Skip to main content
Devotionals

An Understanding Heart

I am called upon to speak to you and this is a heavy burden upon my frail shoulders. For you that know me, you know of my weaknesses and my inadequacies are spread out before you. My limitation and inconsistencies are in full display. As cited in Doctrine and Covenants Section 50: 21-22, I pray that we might understand one another, that we all may be edified by the Spirit of the Lord and that we may rejoice in the loving kindness the Lord has extended to us.

There are all kinds of things that happen to our hearts. Our hearts can be touched by someone's kindness and consideration. Our hearts can be sensitive to the pain of others or we can be tender hearted and appreciate the sensitivities of others. Indeed we all know of people who are so tender hearted they struggled in this fiercely competitive world. The Lord says often in the scriptures that in true repentance we must present a contrite spirit and a broken heart. I would imagine that we hurt so much over our sins that it breaks our hearts to reflect on them and brings forth our Godly sorrow. I do know that repentance does heal that broken heart.

» Data extract:
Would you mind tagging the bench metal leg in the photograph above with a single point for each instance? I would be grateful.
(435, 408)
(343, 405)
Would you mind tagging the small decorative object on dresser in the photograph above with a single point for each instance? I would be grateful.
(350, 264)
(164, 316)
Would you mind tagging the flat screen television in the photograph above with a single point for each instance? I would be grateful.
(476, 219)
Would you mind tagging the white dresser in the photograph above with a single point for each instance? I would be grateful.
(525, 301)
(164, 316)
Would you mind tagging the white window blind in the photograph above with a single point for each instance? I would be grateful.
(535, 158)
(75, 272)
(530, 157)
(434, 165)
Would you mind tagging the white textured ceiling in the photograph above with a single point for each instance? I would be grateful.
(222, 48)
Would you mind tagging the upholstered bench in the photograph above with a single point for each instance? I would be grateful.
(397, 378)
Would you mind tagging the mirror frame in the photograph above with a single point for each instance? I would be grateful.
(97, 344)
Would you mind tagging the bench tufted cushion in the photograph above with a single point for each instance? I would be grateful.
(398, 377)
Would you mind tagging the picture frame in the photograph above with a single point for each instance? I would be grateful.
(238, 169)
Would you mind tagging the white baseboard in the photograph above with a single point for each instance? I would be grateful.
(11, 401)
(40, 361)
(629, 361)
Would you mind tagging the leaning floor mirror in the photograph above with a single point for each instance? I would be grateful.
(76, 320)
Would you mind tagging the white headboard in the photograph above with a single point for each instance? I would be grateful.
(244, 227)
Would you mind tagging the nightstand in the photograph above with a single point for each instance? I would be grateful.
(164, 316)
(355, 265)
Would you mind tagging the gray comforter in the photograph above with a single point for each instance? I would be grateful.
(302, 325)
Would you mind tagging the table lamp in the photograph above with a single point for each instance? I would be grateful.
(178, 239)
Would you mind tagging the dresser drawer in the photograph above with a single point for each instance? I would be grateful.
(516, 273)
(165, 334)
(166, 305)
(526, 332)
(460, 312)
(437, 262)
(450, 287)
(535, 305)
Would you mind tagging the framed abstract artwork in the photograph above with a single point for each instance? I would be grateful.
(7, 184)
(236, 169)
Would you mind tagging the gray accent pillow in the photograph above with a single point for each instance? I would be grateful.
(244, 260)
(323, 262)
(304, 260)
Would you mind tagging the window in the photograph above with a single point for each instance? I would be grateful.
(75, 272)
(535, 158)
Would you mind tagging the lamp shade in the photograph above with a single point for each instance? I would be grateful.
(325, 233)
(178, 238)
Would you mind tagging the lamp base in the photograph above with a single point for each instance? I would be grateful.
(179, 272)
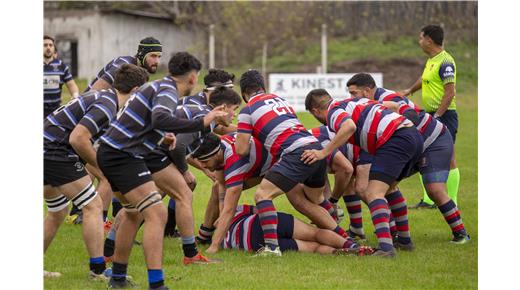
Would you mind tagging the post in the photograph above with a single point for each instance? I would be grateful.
(264, 61)
(324, 48)
(212, 46)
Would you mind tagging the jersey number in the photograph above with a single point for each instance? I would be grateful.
(279, 106)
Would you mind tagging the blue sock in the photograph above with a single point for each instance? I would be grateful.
(155, 278)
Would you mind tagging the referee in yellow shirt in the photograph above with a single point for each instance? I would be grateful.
(438, 96)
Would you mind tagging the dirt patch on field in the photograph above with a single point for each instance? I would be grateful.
(398, 73)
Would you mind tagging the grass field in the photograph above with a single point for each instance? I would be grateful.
(434, 264)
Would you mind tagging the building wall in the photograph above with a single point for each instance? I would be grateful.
(102, 37)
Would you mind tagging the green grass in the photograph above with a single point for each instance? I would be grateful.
(434, 264)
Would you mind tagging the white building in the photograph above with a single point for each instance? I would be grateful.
(87, 40)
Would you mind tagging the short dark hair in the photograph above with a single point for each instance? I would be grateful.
(48, 37)
(208, 145)
(362, 80)
(314, 99)
(434, 32)
(217, 76)
(129, 76)
(251, 81)
(182, 63)
(222, 95)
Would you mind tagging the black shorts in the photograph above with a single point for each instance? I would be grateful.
(56, 173)
(290, 170)
(285, 232)
(157, 160)
(123, 171)
(398, 157)
(450, 119)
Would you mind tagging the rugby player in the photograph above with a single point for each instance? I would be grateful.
(55, 74)
(67, 147)
(147, 120)
(391, 138)
(438, 149)
(273, 122)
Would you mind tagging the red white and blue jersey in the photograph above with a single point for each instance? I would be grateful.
(273, 122)
(239, 234)
(429, 127)
(324, 135)
(239, 168)
(375, 123)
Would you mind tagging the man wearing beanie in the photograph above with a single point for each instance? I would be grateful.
(148, 55)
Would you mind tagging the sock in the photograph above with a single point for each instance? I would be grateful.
(329, 208)
(340, 231)
(171, 223)
(97, 265)
(188, 246)
(155, 278)
(397, 205)
(426, 198)
(453, 184)
(393, 227)
(205, 233)
(452, 216)
(353, 203)
(269, 222)
(380, 216)
(116, 206)
(119, 271)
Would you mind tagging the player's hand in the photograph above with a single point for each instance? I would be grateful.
(216, 113)
(311, 156)
(170, 139)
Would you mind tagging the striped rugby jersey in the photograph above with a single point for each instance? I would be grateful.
(145, 118)
(273, 122)
(55, 74)
(375, 123)
(107, 73)
(239, 168)
(324, 135)
(239, 234)
(429, 127)
(198, 99)
(94, 110)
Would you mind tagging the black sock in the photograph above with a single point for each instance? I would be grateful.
(108, 247)
(119, 271)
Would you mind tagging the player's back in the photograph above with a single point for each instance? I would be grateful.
(274, 123)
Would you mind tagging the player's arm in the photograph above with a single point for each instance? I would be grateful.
(346, 129)
(449, 93)
(226, 217)
(79, 139)
(414, 88)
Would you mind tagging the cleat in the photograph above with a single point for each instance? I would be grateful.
(99, 277)
(201, 241)
(384, 254)
(47, 274)
(200, 259)
(404, 247)
(356, 236)
(423, 205)
(266, 251)
(460, 238)
(127, 283)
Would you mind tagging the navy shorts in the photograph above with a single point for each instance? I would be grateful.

» Goal of the exercise: Copy word for word the passage of the devotional that begins with the words containing "Skip to main" and ends with "extended to us.". Work only from the devotional, not from the material.

» Worked answer:
Skip to main content
Devotionals

An Understanding Heart

I am called upon to speak to you and this is a heavy burden upon my frail shoulders. For you that know me, you know of my weaknesses and my inadequacies are spread out before you. My limitation and inconsistencies are in full display. As cited in Doctrine and Covenants Section 50: 21-22, I pray that we might understand one another, that we all may be edified by the Spirit of the Lord and that we may rejoice in the loving kindness the Lord has extended to us.